### EXCERPT TO READ
Three years later, in 2022, Balad ran in the election for the 25th Knesset, this time as an independent party. Between the 2019 and 2022 elections, Balad representatives did not submit an additional proposed law calling for a “state of all its citizens.” But again a request to disqualify the party was submitted because it calls for a rejection of Israel’s “Jewish and democratic” character; again the Central Election Committee decided to accept the request; and again this decision was appealed to the Supreme Court.
On October 9, 2022, the Supreme Court justices handed down their decision, including Justice Solberg, accepting Balad’s argument. They determined that because Balad did not submit another bill calling for a “state of all its citizens,” there was not sufficient evidence in the party’s platform alone to merit disqualifying Balad from participating in the election.
Here, too, it was apparently possible for Balad to comply with the criteria set by the ruling, but Justice Solberg, known for his conservative approach, added — yet again — something unusual: Balad, he wrote, should amend its platform to clearly express support for the existence of the State of Israel as a “Jewish state.” According to Solberg, since 2003, Balad has received compassionate treatment, because a “reasonable person” would conclude from its platform that it rejects the Jewish character of the State of Israel. Therefore, he continued, Balad actually functions in a dual manner: before the courts, it states that it does not reject the Jewish character of the state; and before the public it presents a political platform that calls for a “state of all its citizens.” In order not to mislead the courts or the “reasonable person,” Solberg ruled, Balad’s platform should be altered so it says explicitly that the party is not opposed to the Jewish character of the state. In so doing, Solberg not only intervened politically in the platform of a political party, but even demanded that it contain an explicit statement of loyalty — a commitment not to harm the Jewish character of the State of Israel.

### EXTRACTED MATERIAL
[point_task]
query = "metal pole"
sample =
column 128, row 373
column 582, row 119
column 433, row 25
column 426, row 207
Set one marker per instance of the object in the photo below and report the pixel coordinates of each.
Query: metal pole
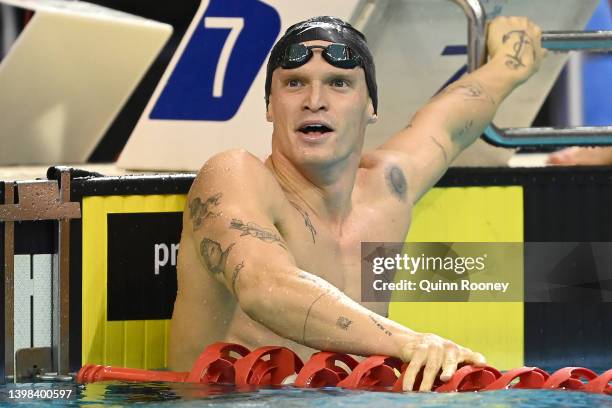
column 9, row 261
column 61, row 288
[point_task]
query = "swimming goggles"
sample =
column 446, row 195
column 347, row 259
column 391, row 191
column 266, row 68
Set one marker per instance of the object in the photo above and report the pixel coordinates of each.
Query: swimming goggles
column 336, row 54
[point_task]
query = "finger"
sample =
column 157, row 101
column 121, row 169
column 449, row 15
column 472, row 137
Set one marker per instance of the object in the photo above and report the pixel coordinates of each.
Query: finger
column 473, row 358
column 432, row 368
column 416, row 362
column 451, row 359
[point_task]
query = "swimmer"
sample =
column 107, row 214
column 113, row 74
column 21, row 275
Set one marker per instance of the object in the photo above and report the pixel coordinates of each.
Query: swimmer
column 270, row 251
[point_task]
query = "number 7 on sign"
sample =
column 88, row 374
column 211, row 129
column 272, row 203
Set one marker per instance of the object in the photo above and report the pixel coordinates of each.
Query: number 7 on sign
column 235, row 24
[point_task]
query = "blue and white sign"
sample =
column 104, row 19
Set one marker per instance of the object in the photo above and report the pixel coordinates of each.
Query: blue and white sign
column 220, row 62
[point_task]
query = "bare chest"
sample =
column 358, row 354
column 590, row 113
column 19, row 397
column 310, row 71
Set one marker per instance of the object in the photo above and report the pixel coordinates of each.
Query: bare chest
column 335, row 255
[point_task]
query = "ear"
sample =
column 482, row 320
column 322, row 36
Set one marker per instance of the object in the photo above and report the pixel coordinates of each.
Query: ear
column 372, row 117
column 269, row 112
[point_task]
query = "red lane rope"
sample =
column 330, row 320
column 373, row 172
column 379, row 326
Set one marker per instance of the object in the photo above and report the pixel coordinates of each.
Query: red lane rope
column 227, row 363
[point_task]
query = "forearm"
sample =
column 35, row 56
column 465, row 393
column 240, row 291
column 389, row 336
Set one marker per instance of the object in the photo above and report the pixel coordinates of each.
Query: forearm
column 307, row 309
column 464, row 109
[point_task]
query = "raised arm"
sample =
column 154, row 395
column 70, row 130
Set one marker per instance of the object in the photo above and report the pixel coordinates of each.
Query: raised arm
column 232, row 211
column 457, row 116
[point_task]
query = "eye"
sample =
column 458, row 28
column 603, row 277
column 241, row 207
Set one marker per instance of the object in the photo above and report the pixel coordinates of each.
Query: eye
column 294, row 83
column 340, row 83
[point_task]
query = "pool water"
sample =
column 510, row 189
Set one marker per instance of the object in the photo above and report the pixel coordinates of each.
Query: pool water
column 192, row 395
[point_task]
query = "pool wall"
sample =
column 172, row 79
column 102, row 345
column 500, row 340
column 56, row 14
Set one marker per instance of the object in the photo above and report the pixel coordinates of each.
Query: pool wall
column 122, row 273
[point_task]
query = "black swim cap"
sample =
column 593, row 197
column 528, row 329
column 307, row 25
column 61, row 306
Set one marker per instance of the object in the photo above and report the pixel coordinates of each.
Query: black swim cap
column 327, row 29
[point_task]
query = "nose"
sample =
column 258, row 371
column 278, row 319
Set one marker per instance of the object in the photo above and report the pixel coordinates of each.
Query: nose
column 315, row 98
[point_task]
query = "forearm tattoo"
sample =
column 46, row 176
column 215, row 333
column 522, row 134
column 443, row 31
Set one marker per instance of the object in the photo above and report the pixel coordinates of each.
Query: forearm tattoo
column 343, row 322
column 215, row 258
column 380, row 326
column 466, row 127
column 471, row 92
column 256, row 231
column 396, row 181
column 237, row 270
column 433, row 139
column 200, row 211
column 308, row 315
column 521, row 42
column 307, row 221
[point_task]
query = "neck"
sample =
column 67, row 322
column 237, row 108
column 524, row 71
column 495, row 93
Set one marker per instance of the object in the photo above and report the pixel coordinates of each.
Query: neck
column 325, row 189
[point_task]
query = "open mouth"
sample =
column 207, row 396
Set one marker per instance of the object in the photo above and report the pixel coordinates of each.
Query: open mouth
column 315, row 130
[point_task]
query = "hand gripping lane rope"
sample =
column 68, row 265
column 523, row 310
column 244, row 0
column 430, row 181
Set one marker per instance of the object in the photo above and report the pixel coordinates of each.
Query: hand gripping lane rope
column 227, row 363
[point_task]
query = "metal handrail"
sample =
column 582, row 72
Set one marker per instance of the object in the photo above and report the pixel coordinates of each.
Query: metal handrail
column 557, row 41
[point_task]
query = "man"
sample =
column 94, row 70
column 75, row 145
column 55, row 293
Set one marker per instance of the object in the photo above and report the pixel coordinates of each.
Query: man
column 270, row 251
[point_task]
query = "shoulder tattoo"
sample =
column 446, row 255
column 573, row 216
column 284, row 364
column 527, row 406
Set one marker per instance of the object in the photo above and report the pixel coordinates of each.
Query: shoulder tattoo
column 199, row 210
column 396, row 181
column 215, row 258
* * *
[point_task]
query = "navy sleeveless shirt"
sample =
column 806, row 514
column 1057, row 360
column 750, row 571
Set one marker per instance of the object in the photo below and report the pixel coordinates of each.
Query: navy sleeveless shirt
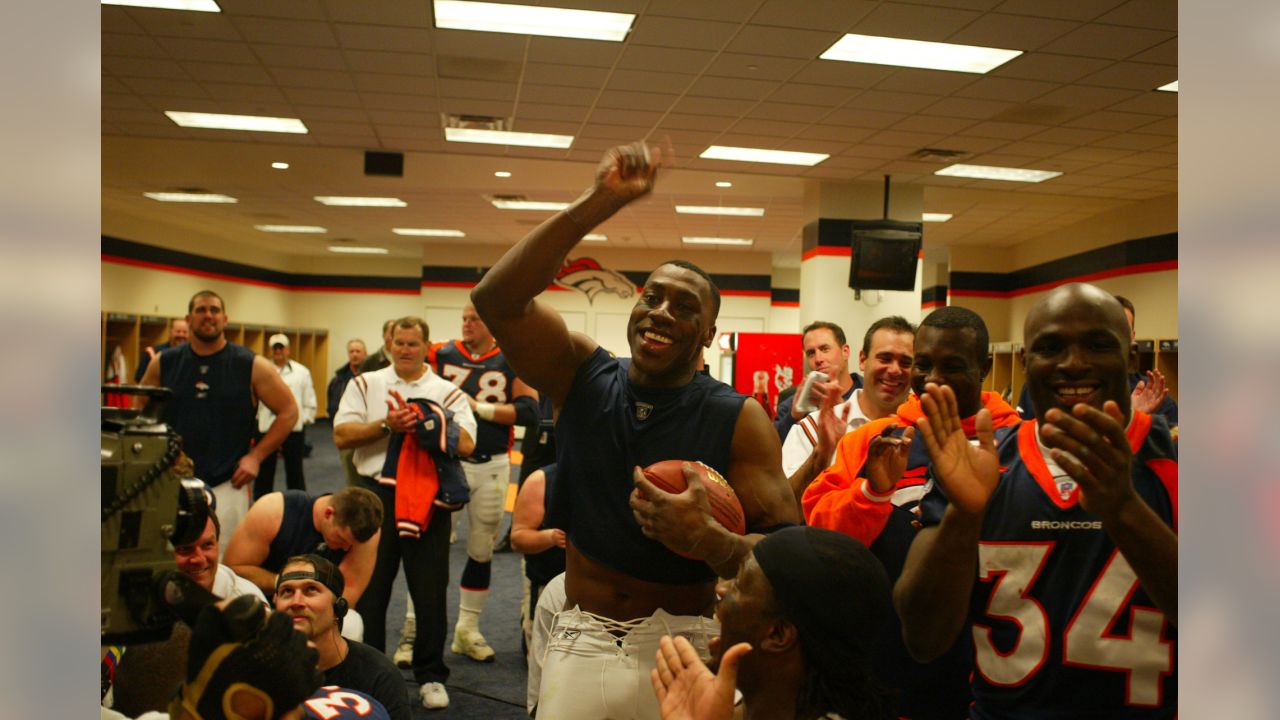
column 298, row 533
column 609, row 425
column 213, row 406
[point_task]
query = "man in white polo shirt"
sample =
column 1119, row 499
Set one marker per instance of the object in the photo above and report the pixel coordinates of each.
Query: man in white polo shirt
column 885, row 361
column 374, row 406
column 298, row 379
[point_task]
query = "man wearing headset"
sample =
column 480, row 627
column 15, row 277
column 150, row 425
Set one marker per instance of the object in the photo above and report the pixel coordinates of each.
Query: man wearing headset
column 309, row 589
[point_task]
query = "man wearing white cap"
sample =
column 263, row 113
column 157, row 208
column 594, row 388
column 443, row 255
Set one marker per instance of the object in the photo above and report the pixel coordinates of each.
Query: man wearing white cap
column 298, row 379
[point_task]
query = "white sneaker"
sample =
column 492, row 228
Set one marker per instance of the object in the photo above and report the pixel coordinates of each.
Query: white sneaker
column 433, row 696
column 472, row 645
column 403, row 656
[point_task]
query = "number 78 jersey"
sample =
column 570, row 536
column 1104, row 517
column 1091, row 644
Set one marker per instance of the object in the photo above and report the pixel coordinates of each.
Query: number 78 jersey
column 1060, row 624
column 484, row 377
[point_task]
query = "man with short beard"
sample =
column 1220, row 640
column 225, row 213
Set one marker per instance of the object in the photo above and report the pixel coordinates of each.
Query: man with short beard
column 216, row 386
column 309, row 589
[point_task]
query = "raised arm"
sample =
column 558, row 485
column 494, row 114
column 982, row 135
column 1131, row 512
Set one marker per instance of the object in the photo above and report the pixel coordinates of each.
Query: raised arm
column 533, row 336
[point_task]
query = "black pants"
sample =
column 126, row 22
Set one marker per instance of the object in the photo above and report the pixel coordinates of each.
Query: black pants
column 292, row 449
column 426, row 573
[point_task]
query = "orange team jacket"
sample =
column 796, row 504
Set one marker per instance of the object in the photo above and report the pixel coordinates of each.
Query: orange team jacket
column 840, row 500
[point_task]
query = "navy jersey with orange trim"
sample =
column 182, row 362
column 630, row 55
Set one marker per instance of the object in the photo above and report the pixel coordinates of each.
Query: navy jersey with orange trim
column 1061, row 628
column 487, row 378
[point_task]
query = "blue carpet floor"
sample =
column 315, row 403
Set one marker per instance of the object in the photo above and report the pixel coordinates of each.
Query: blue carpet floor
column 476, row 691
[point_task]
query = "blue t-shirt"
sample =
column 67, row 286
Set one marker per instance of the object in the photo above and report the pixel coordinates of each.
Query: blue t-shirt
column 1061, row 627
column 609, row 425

### JOB 1
Answer these questions about the Balad excerpt, one per line:
(a) In what year did Balad run in the election for the 25th Knesset as an independent party?
(b) On what date did the Supreme Court justices hand down their decision?
(c) According to Justice Solberg, since what year has Balad received compassionate treatment?
### JOB 2
Print the part of the Balad excerpt from "Three years later, in" to "the Supreme Court.", copied word for word.
The rows aren't needed for any of this.

### TASK RESPONSE 1
(a) 2022
(b) October 9, 2022
(c) 2003

### TASK RESPONSE 2
Three years later, in 2022, Balad ran in the election for the 25th Knesset, this time as an independent party. Between the 2019 and 2022 elections, Balad representatives did not submit an additional proposed law calling for a “state of all its citizens.” But again a request to disqualify the party was submitted because it calls for a rejection of Israel’s “Jewish and democratic” character; again the Central Election Committee decided to accept the request; and again this decision was appealed to the Supreme Court.